Iran: Program Rudal Balistik Tidak untuk Dinegosiasikan

Selasa, 23 Januari 2018 - 15:12 WIB
Iran: Program Rudal Balistik Tidak untuk Dinegosiasikan
Iran: Program Rudal Balistik Tidak untuk Dinegosiasikan
A A A
TEHERAN - Pejabat tinggi Iran kembali menyatakan bahwa program rudal balistik Iran tidak untuk dinegosiasikan. Pernyataan ini mengkritik misi diplomatik Amerik Serikat (AS) yang akan ke Eropa minggu depan dengan mandat merevisi dan memperbaiki kesepakatan nuklir 2015 yang bersejarah.

Pada hari Senin kemarin, Menteri Luar Negeri AS Rex Tillerson mengumumkan bahwa AS mengirim tim diplomatik ke Eropa. Pengiriman tim diplomatik untuk menghilangkan kekurangan dalam perjanjian nuklir yang ditandatangani oleh Iran dan yang disebut P5 + 1 - lima anggota tetap Dewan Keamanan PBB (PBB) Cina, Prancis, Rusia, Inggris, dan AS) + Jerman.

Inggris, Prancis dan Jerman telah dilaporkan telah memulai pembicaraan mengenai sebuah strategi untuk menangani program rudal balistik Iran sambil mempertahankan kesepakatan 2015. Teheran khawatir orang-orang Eropa mungkin masuk ke dalam keinginan Washington untuk melakukan negosiasi ulang kesepakatan tersebut.

"Beberapa dari mereka (penandatangan perjanjian nuklir Eropa) berpikir bahwa jika mereka membuat konsesi terhadap Trump mengenai isu-isu selain kesepakatan nuklir, mereka dapat membuatnya tetap berkomitmen terhadap kesepakatan nuklir," kata Seyyed Abbas Araghchi, Wakil Menteri Luar Negeri Iran untuk urusan politik.

┄┄┄┄┄┄┄┄┄┄

- [YANG DITANYAKAN]:
1. Berdasarkan berita tentang program rudal balistik Iran, jelaskan tujuan AS mengirim tim diplomatik ke Eropa dalam satu hingga tiga kalimat.
2. Jawablah pertanyaan berikut berdasarkan berita tentang program rudal balistik Iran.
(a) Siapa yang mengumumkan pengiriman tim diplomatik AS pada hari Senin?
(b) Negara mana saja yang dilaporkan telah memulai pembicaraan mengenai strategi untuk menangani program rudal balistik Iran?
(c) Apa jabatan Seyyed Abbas Araghchi?
Baris-baris data berikut sama sekali tidak diperlukan di sini.

(Butir yang tercantum dalam sebuah dataset)
┄┄┄┄┄┄┄┄┄┄

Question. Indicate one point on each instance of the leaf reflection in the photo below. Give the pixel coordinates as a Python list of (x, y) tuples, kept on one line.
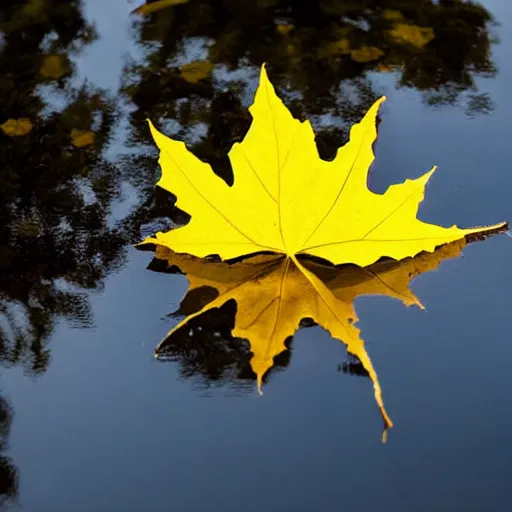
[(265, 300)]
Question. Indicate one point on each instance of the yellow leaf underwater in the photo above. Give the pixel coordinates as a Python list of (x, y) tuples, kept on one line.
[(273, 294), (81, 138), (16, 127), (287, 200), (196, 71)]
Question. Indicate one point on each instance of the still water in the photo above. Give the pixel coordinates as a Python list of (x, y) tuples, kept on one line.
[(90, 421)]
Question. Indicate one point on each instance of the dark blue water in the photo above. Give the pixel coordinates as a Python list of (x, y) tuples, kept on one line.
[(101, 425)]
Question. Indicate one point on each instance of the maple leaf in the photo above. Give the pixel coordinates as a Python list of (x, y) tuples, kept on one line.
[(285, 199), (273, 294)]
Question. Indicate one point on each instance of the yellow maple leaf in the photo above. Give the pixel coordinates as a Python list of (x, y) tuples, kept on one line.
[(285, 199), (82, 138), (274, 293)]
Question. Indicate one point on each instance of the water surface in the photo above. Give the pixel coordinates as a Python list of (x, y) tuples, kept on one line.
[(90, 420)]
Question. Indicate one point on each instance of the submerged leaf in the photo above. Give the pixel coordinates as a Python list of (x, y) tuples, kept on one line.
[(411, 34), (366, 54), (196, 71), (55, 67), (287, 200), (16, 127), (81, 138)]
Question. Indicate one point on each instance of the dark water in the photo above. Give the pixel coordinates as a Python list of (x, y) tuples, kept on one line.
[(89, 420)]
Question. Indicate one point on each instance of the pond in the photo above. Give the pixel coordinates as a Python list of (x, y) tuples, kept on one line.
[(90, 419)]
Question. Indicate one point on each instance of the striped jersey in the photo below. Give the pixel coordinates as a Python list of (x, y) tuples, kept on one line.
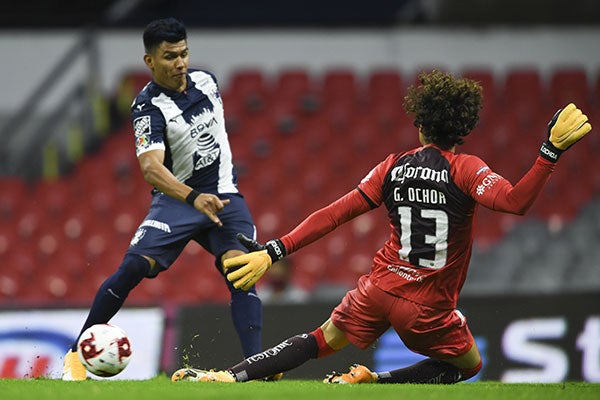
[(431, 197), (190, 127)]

┄┄┄┄┄┄┄┄┄┄

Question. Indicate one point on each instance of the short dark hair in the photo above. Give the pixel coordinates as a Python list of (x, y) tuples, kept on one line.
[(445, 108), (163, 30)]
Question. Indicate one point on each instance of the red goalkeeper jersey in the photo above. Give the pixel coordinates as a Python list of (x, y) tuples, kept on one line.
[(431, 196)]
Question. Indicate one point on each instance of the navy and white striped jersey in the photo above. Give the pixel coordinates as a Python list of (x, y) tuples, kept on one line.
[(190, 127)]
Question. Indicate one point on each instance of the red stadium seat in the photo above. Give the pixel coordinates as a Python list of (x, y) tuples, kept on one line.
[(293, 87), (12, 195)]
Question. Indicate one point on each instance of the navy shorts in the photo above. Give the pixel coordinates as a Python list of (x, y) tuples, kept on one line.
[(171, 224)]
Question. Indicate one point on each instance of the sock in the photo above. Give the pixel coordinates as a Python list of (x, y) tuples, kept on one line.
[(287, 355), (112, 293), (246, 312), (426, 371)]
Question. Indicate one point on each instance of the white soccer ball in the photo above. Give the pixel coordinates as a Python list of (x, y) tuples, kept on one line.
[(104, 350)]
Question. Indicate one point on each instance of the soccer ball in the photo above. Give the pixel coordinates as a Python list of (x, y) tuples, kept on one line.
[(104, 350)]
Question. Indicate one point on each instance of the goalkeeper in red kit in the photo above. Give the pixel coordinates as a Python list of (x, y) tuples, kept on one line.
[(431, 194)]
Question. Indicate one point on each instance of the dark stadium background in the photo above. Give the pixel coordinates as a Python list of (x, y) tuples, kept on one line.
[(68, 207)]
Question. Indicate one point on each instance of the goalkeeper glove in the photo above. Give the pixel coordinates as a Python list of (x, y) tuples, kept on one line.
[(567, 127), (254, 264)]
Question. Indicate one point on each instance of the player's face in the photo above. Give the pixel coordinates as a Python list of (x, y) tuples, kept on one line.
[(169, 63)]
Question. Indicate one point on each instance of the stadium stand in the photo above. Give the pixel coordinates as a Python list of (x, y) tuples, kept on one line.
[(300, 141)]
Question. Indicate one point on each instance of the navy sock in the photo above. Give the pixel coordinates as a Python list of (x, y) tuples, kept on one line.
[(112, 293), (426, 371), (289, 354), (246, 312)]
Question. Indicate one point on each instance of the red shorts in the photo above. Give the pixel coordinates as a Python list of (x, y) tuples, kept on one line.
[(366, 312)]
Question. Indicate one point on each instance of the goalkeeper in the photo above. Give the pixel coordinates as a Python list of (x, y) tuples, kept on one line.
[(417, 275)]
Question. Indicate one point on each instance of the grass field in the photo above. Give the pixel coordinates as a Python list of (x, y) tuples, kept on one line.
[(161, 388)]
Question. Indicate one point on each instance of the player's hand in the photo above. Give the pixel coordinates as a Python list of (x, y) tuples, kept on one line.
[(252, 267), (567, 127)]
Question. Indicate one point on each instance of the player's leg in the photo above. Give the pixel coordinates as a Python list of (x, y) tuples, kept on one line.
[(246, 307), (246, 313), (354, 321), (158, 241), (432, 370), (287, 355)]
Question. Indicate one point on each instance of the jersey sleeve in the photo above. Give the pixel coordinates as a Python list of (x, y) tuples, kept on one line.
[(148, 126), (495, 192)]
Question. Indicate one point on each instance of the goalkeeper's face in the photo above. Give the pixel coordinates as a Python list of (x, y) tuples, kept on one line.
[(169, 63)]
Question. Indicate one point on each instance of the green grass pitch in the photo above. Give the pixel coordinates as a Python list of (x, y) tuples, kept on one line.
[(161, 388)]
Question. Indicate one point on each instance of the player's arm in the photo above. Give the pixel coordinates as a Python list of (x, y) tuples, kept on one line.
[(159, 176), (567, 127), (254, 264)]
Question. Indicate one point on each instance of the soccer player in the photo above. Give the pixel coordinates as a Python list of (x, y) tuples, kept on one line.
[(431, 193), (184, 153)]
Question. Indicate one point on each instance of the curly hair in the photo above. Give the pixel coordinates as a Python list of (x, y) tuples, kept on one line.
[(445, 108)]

┄┄┄┄┄┄┄┄┄┄

- [JAWABAN TERTULIS]:
1. AS mengirim tim diplomatik ke Eropa untuk menghilangkan kekurangan dalam perjanjian nuklir yang ditandatangani oleh Iran dan P5+1. Misi itu membawa mandat merevisi dan memperbaiki kesepakatan nuklir 2015.

2.
(a) Menteri Luar Negeri AS Rex Tillerson.
(b) Inggris, Prancis, dan Jerman.
(c) Wakil Menteri Luar Negeri Iran untuk urusan politik.